THE PROBLEM
Beginning at the line containing "Place a point on every instance of the tile floor, shaped" in the material below and ending at the line containing "pixel 1138 763", return each line exactly and add nothing.

*** SOURCE MATERIAL

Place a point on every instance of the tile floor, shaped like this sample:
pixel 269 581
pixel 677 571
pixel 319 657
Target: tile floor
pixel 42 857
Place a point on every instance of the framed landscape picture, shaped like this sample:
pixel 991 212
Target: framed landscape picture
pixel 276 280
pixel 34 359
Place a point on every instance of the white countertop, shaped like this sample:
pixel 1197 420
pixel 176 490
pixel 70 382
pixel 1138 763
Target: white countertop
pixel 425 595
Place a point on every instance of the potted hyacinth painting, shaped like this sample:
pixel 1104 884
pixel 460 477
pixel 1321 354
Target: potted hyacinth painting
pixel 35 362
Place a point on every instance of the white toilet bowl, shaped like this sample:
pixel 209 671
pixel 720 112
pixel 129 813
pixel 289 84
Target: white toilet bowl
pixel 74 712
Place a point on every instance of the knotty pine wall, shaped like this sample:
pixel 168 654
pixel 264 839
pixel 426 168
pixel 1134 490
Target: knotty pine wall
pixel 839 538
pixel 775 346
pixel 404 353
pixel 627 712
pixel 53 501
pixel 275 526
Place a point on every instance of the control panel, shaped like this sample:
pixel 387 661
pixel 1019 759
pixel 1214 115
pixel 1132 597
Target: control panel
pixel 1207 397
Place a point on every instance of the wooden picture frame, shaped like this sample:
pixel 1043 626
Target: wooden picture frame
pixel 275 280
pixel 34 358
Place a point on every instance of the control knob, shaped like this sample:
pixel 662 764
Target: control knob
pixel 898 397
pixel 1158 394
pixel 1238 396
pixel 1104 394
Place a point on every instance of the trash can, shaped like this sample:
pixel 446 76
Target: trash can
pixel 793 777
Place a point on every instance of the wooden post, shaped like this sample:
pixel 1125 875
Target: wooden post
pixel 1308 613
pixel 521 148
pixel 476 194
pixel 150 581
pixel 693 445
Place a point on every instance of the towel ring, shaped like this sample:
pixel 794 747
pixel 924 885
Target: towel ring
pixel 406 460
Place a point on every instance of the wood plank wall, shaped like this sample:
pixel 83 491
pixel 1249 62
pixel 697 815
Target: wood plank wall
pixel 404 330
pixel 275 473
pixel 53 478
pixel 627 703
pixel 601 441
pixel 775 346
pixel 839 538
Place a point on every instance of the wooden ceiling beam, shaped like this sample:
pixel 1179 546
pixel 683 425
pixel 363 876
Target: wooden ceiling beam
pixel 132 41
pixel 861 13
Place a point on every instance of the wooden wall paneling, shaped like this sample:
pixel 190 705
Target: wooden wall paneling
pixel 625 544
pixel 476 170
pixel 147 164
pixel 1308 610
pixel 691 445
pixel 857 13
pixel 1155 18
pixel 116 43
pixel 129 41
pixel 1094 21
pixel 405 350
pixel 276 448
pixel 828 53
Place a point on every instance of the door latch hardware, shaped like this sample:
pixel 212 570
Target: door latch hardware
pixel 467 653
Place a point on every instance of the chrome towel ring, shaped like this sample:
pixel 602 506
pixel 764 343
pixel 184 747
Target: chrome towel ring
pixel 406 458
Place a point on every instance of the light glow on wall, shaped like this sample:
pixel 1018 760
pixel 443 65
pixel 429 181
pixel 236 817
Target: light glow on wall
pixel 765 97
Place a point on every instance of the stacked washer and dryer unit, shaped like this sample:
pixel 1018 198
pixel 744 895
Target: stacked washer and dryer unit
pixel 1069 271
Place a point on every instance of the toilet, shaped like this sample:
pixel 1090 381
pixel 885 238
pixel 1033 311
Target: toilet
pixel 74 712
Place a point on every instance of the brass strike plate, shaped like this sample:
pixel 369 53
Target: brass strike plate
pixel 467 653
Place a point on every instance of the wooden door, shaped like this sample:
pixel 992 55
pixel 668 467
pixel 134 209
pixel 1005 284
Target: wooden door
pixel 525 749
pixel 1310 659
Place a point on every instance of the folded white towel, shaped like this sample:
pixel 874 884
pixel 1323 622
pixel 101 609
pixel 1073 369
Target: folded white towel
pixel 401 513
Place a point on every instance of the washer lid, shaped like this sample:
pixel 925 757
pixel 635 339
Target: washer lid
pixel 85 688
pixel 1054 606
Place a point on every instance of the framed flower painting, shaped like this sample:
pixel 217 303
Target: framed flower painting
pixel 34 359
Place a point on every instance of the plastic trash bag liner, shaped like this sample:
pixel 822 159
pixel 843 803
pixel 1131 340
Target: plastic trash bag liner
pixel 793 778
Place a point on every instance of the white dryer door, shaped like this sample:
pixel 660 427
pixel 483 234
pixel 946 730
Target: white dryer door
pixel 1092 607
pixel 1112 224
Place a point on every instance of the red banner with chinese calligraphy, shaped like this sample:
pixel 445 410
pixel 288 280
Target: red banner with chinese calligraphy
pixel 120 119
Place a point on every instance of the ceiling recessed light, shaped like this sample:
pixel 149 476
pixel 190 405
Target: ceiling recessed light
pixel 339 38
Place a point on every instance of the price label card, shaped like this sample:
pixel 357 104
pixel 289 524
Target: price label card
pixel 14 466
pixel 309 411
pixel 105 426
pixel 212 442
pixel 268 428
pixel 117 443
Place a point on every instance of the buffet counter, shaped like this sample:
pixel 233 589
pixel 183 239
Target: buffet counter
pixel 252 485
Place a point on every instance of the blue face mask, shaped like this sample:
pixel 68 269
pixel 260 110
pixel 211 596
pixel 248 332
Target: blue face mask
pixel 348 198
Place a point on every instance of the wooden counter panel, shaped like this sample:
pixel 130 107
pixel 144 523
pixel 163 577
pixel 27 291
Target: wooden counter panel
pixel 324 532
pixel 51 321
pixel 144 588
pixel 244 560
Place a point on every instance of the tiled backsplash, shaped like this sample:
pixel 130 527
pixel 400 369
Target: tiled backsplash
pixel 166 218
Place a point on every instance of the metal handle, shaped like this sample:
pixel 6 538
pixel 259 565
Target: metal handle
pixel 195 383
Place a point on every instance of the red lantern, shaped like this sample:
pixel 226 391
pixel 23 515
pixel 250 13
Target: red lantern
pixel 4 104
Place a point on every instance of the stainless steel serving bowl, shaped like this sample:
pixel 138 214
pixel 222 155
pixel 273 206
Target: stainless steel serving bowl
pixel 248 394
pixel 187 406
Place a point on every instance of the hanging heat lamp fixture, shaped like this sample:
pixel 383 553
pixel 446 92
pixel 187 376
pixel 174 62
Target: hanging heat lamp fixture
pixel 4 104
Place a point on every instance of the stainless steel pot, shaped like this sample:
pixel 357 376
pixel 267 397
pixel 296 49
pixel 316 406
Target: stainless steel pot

******
*** SOURCE MATERIAL

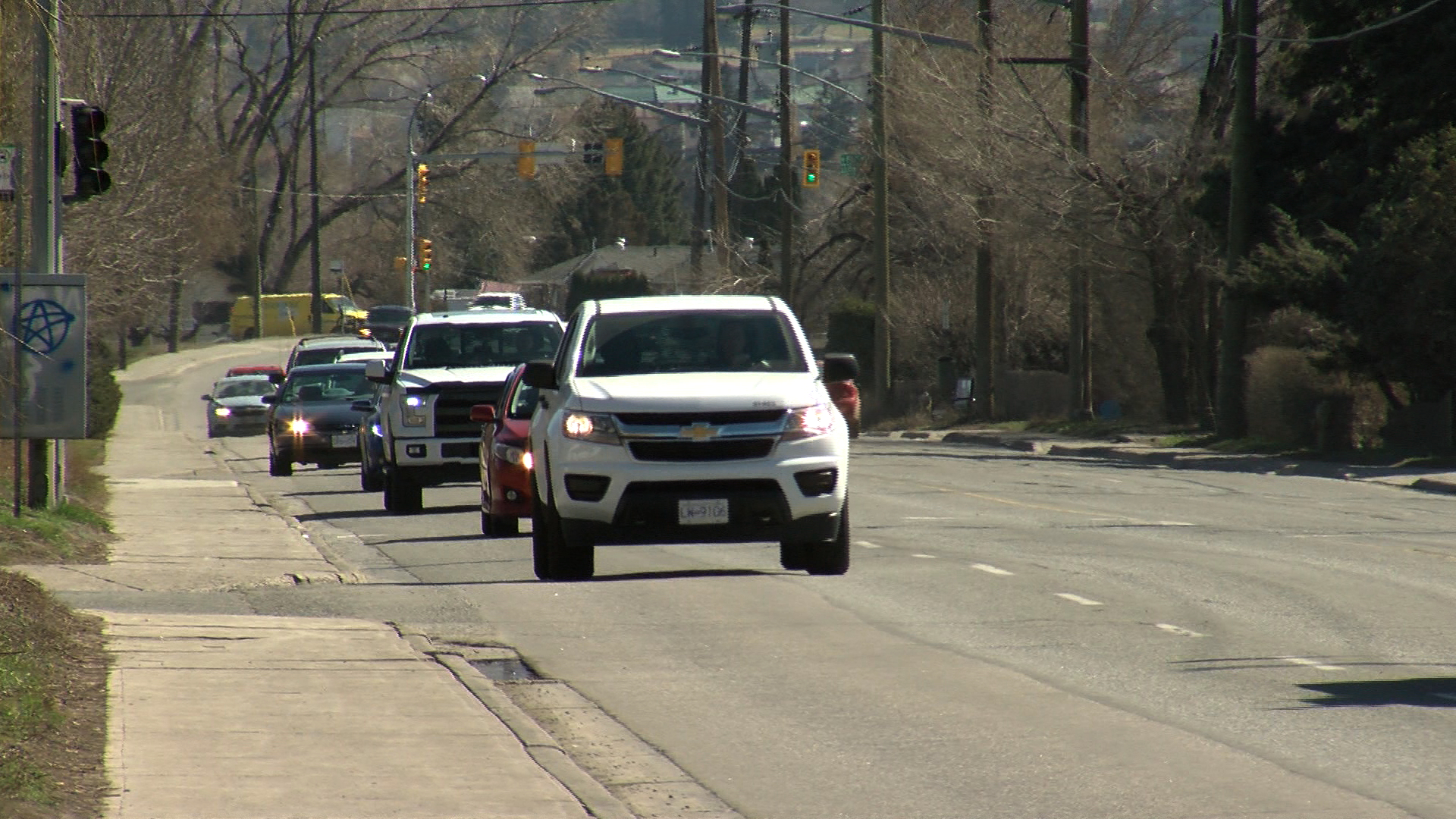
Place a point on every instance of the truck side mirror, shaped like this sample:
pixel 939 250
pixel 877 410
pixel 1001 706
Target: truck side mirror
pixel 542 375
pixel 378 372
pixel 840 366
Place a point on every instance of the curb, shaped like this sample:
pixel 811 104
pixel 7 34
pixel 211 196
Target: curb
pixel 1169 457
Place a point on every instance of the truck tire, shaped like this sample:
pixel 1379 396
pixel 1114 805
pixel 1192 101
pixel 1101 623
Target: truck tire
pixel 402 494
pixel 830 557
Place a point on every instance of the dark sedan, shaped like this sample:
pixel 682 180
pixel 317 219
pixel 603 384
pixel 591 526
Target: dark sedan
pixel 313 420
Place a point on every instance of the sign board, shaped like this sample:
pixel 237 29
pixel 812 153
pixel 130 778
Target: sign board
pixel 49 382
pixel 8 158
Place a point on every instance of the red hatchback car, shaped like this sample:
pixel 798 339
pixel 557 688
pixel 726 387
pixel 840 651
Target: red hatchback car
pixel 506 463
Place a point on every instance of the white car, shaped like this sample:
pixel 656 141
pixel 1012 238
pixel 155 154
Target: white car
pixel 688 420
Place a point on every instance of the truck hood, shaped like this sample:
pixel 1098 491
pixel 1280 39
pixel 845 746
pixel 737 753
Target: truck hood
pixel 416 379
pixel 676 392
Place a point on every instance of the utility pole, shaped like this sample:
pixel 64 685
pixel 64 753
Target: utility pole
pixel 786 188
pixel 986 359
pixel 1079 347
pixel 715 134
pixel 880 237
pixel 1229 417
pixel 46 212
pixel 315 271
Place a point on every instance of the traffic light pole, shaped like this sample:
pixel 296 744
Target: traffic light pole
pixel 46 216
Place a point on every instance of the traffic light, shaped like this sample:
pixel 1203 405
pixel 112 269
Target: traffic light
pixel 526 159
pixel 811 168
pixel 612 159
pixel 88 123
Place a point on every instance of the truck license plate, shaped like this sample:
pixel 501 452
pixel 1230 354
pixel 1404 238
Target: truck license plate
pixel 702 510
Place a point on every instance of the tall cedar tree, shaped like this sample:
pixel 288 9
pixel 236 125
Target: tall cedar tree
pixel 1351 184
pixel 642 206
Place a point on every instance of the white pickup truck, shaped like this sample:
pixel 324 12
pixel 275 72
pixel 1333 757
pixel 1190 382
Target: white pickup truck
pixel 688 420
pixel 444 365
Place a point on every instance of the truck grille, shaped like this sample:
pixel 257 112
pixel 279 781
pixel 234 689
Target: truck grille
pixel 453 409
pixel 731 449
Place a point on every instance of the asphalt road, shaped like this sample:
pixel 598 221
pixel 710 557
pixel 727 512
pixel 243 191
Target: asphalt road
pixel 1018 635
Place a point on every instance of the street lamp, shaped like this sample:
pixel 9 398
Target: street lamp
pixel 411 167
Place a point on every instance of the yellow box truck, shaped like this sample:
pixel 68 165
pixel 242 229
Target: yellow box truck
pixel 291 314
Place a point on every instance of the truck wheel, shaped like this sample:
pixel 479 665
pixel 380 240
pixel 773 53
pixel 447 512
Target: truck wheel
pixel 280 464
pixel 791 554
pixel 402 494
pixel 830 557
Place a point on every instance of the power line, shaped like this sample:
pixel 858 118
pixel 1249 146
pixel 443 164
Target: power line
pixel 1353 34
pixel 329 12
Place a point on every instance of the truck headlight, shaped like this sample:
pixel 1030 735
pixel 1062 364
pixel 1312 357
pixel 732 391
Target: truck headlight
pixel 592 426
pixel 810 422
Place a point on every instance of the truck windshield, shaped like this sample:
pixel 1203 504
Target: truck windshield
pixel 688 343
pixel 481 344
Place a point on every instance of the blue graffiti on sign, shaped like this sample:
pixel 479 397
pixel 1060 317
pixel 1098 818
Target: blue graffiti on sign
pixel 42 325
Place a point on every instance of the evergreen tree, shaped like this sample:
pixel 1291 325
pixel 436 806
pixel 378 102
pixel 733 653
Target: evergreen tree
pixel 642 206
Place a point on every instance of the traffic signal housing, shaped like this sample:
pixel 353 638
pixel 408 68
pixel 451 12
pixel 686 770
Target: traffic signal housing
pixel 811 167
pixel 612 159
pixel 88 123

******

ANSWER FOR THE TASK
Place a point on every instance of the tile floor, shaped like this sample:
pixel 269 581
pixel 677 571
pixel 319 657
Target: tile floor
pixel 42 857
Place a point on every instance of the framed landscape picture, shaped like this sample:
pixel 991 212
Target: framed landscape picture
pixel 276 280
pixel 34 359
Place a point on every instance of the white countertop, shaped like this sample:
pixel 1197 420
pixel 176 490
pixel 70 382
pixel 1138 763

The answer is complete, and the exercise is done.